EXTRACTED RECORDS:

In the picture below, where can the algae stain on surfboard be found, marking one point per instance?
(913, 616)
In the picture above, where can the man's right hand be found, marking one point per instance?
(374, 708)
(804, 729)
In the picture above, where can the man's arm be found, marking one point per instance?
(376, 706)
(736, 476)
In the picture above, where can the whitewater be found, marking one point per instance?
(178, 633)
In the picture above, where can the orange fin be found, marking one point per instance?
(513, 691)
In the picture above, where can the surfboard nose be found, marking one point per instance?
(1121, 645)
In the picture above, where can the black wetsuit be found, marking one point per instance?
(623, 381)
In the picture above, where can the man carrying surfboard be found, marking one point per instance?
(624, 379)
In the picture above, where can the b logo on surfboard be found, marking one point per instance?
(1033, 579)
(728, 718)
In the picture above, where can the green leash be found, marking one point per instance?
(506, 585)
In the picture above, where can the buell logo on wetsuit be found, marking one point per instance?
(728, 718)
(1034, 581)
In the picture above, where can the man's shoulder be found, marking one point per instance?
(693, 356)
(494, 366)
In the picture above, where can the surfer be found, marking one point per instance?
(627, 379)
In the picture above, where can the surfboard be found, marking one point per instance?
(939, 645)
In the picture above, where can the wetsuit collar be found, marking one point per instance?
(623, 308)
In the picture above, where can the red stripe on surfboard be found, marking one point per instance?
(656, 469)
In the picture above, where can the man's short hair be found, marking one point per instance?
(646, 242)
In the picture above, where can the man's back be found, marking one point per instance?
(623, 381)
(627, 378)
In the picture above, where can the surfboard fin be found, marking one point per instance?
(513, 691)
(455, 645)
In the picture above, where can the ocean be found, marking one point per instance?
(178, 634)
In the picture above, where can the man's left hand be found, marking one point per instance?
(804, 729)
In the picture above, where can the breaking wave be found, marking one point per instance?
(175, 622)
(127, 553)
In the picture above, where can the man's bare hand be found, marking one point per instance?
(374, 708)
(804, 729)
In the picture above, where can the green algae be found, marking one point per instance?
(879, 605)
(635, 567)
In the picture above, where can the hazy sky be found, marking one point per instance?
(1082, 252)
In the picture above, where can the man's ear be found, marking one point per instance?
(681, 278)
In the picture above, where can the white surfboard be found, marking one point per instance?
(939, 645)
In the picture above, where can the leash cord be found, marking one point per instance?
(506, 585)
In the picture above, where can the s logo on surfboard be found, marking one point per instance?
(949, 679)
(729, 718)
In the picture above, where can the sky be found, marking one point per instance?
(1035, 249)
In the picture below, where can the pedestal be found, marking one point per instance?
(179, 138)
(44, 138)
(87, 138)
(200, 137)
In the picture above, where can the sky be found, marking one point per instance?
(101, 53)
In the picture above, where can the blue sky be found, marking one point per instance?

JOB: Rewrite the records in the stretch from the line containing "In the picture above, where can the breaking" through the line containing "(1082, 252)", both ends included, with every request kept and each coordinate in the answer points shifted by -133. Give only those lines.

OUTPUT OF THE TASK:
In the picture above, where can the breaking wave be found, marking one point per instance?
(42, 489)
(-6, 420)
In the picture above, where can the man's bare hand be found, marking one point per instance?
(241, 575)
(671, 596)
In the picture above, where can the green algae be found, marking one point per instance?
(746, 472)
(502, 434)
In the picture above, where can the hazy sky be found, marking one point per instance?
(949, 119)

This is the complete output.